## [DOCUMENT SOURCE]
Source : la Dépêche de Brest 18 juin 1928

 

M. Isaac Monod, sieur du Chesne, né en Suisse et naturalisé en 1669, avait exercé les fonctions de maire de Brest de 1676 à 1678, quand il fut réélu en 1685, par 45 voix sur 70 votants.

 

Le corps électoral est alors composé de tous ceux qui occupent des fonctions libérales :

juges, avocats, procureurs, notaires ;

les recteurs et marguilliers des paroisses ;

le gouverneur et son état-major, les directeurs des hôpitaux, les anciens membres de la Communauté, les officiers de la milice bourgeoise et deux délégués de chacune des professions industrielles et commerciales.

 

C'est sous l'administration de M. Monod que les Jésuites vinrent s'établir à Brest, pour y fonder un séminaire, où devaient être « instruits, logés et nourris, les prêtres séculiers qui serviraient d'aumôniers sur les vaisseaux de l'État », et que fut commencée l'église Saint-Louis, dont la construction devait éprouver tant de vicissitudes.

 

Brest n'avait qu'une seule église, les Sept-Saints, qui ne pouvait guère contenir plus de quatre cents personnes.

Son insuffisance était démontrée par l'accroissement de la population.

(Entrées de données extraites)
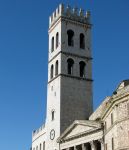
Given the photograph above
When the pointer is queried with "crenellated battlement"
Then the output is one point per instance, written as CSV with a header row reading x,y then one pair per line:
x,y
74,14
38,131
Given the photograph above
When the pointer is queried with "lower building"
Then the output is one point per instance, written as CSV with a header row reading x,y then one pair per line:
x,y
106,129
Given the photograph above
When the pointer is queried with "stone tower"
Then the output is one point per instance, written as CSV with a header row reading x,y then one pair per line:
x,y
69,95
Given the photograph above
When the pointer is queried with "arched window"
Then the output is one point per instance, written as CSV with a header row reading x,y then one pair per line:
x,y
57,39
53,115
82,69
40,146
52,44
56,68
70,38
52,69
70,66
44,145
82,41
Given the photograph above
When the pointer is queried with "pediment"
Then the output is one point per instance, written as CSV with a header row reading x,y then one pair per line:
x,y
80,128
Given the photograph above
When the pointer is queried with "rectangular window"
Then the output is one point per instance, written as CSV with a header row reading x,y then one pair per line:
x,y
106,146
111,118
105,126
128,108
112,143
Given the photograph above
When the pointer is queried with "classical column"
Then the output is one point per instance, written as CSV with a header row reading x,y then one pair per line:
x,y
92,145
83,147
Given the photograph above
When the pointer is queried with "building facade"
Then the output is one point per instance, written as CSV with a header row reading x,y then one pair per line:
x,y
70,123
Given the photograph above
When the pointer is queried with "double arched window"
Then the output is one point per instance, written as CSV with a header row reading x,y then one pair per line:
x,y
82,41
52,44
57,39
40,146
82,68
44,145
70,64
70,34
54,68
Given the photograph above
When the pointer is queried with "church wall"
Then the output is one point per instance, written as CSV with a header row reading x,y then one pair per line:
x,y
119,129
89,138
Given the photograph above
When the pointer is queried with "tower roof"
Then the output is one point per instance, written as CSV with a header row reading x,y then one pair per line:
x,y
74,14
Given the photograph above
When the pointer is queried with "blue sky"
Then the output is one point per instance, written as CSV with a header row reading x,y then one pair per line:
x,y
23,60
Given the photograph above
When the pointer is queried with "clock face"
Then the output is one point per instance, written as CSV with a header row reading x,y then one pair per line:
x,y
52,134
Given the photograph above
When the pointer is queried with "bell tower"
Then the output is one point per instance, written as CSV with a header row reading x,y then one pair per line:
x,y
69,96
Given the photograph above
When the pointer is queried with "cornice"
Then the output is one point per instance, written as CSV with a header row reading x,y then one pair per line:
x,y
70,54
70,76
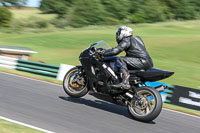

## [SÉRIE DE TÂCHES]
1. Imprimez le passage de l'article sur Isaac Monod qui commence par « Source : la » et se poursuit jusqu'à « sur 70 votants. ».
2. Répondez aux questions suivantes d'après l'article sur Isaac Monod.
(a) En quelle année M. Monod fut-il naturalisé ?
(b) Combien de voix obtint-il lors de sa réélection en 1685, et sur combien de votants ?
(c) Combien de personnes l'église des Sept-Saints pouvait-elle contenir au plus ?
Les enregistrements ne servent à rien ici.

## [RÉSULTATS PAR TÂCHE]
1.
Source : la Dépêche de Brest 18 juin 1928

 

M. Isaac Monod, sieur du Chesne, né en Suisse et naturalisé en 1669, avait exercé les fonctions de maire de Brest de 1676 à 1678, quand il fut réélu en 1685, par 45 voix sur 70 votants.

2.
(a) En 1669.
(b) 45 voix sur 70 votants.
(c) Guère plus de quatre cents personnes.